=== PASSAGE TO READ ===
========================
There are lots of truths in play...

The numbers don't seem good, even in a time of poor economy and perhaps more general discontent... but they seem not good across the board for all the companies.

It's true that you wouldn't think it a bragging point to be the least worst  But you can be sure any company atop this list would brag, so let Dish have their moment in the sun this year.

I honestly don't even know how they objectively measure customer satisfaction anyway. I mean, look at Amazon for customer reviews and really read the comments. Many (if not most) negative reviews are from customers who ordered the wrong product, don't know how to properly use the product, or have an agenda... I've learned to usually not trust customer feedback that I can't independently verify, which means I don't usually trust reviews online.


----------



## inazsully (Oct 3, 2006)

Whenever you have a bad experience with a company or brand that company or brand goes on your S--- list. It's human nature. I like Ford you like Chevy, I like Honda you like Toyota. In reality they are all pretty much the same.


----------



## damondlt (Feb 27, 2006)

nmetro said:


> So, is this really something be truly proud of? Being the top of mediocre? (sarcasm)
> 
> Personally, I never had any issues with DISH, except when it came to the weird way they do billing, especially when you purchase equipment or buy something like the College Football Package. The way they credit/debit makes it next to impossible to reconcile your bill. The only other beef, is getting someone in India or the Philippines that you can't understand; but, using online chat took care of these issues.
> 
> .


 Agree.


----------



## Santi360HD (Oct 6, 2008)

wonder if they surveyed any sports fans??...it might of come up dead last instead of mediocre..


----------



## TBoneit (Jul 27, 2006)

mdavej said:


> +1
> 
> The irony is they all get a failing grade. Dish's F is 1 point higher than DirecTV's. And the one with the highest failing grade has bragging rights. I have to drop Dish next month and go with Charter, which is the worst of all, just to get AMC back and keep BBCA (sorry, I digress). Anyway, it's a crappy situation all the way around.


Think good thoughts, It may not go. I'm guessing 80% go 20% stays.

Not a biggie to me since I watch nothing on those channels. However if you do go are you going to get hit with a early termination fee?


----------



## Bill Van (Feb 12, 2008)
========================
=== OBJECTIVE 1 ===
Show each line of the records that contains the word "concrete", treating uppercase and lowercase as different.
=== OBJECTIVE 2 ===
Take the forum thread about TV provider satisfaction rankings further, starting after its last line.
========================
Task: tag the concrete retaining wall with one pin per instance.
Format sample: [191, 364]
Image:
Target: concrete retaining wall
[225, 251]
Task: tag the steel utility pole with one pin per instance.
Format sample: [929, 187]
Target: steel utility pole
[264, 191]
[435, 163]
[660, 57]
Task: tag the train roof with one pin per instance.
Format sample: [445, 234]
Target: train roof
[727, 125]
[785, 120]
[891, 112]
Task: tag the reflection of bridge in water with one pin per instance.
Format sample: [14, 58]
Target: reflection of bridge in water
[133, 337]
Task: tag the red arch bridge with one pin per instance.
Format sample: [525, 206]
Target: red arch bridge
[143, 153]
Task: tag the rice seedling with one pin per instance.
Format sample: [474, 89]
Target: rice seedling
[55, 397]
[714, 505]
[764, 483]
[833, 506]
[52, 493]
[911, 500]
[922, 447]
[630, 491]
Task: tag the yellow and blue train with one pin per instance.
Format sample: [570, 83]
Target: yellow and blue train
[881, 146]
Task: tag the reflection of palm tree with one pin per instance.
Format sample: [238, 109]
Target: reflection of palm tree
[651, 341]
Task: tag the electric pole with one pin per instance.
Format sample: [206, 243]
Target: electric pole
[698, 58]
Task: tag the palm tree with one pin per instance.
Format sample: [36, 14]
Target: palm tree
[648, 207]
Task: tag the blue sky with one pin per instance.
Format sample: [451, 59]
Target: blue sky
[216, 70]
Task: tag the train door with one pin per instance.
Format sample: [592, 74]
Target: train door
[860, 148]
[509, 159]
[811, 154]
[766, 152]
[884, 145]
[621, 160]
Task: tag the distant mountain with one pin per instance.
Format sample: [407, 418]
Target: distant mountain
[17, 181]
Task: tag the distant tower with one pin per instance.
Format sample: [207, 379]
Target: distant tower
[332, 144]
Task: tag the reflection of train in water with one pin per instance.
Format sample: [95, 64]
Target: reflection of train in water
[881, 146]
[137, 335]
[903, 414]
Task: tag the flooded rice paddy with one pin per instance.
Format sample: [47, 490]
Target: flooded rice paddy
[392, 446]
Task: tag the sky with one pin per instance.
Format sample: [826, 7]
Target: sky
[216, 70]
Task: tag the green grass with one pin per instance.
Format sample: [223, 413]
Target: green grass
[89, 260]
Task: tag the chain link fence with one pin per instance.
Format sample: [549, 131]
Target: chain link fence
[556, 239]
========================
=== EXPECTED OUTPUT 1 ===
Task: tag the concrete retaining wall with one pin per instance.
Target: concrete retaining wall

=== EXPECTED OUTPUT 2 ===
Santi360HD said:


> wonder if they surveyed any sports fans??...it might of come up dead last instead of mediocre..


Good point. And kudos goes to Verizon's Fios for having bragging and full disclosure advertising rights in this latest ACSI survey.

My local cable provider recently lit up over 50+ music channels with static HD album art so they could boast that they now have over 100 HD channels. Spin is spin and in the video subscription industry it's very prevalent and they all do it to some degree. When reading Dish carefully written press release most would assume Dish was rated #1.

My main concern about this survey would be the criteria used to pick the respondents. When measuring the customer satisfaction metrics give me a survey from people with their respective companies latest and greatest whole home hardware. But hey, it is what it is , it's just a survey.


----------



## SayWhat? (Jun 7, 2009)

Santi360HD said:


> wonder if they surveyed any sports fans??...it might of come up dead last instead of mediocre..


I've never been wild about athletic supporters.


----------



## Darcaine (Aug 31, 2009)

inazsully said:


> Whenever you have a bad experience with a company or brand that company or brand goes on your S--- list. It's human nature. I like Ford you like Chevy, I like Honda you like Toyota. In reality they are all pretty much the same.


I disagree to a point. I think it depends on the industry and the companies involved.

Apple is no where near the same as Google in the tablet/smart phone OS industries. They work completely differently and offer different things to their customers.

Google's Android is an open source operating system that anyone can download the SDK for and start developing apps, place them up for sale and download with ease and no oversight. It's a very open platform. Apple on the other hand has been very successful at building a walled garden around their ipad/iphone and have complete control over who can develop for it, what they can develop, what they can charge, etc (Apple doesn't have any support at all for Flash for instance).

Two companies in the same industry with completely different philosophies, offering very different end user experiences. They aren't even close to being pretty much the same.


----------



## Inkosaurus (Jul 29, 2011)

Santi360HD said:


> wonder if they surveyed any sports fans??...it might of come up dead last instead of mediocre..


No one trusts someone silly enough to cover them selves in paint and stand around in a crowd without a shirt and a huge foam finger :lol:


----------



## TBoneit (Jul 27, 2006)

Darcaine said:


> I disagree to a point. I think it depends on the industry and the companies involved.
> 
> Apple is no where near the same as Google in the tablet/smart phone OS industries. They work completely differently and offer different things to their customers.
> 
> ...


OTOH Android being more open has caused problems with malware on them.

This is one case where apples walled garden might, only might be better.


----------



## Stewart Vernon (Jan 7, 2005)

_Off topic Hopper posts have been removed and split into a new thread (see link below). Please stay on topic within this thread._

*http://www.dbstalk.com/showthread.php?p=3018659&posted=1#post3018659*


----------



## Marlin Guy (Apr 8, 2009)

This may or may not mean much, but I find it interesting that on Facebook Dish has 60% of the following that DirecTV does, but they are being discussed twice as much.


----------



## Santi360HD (Oct 6, 2008)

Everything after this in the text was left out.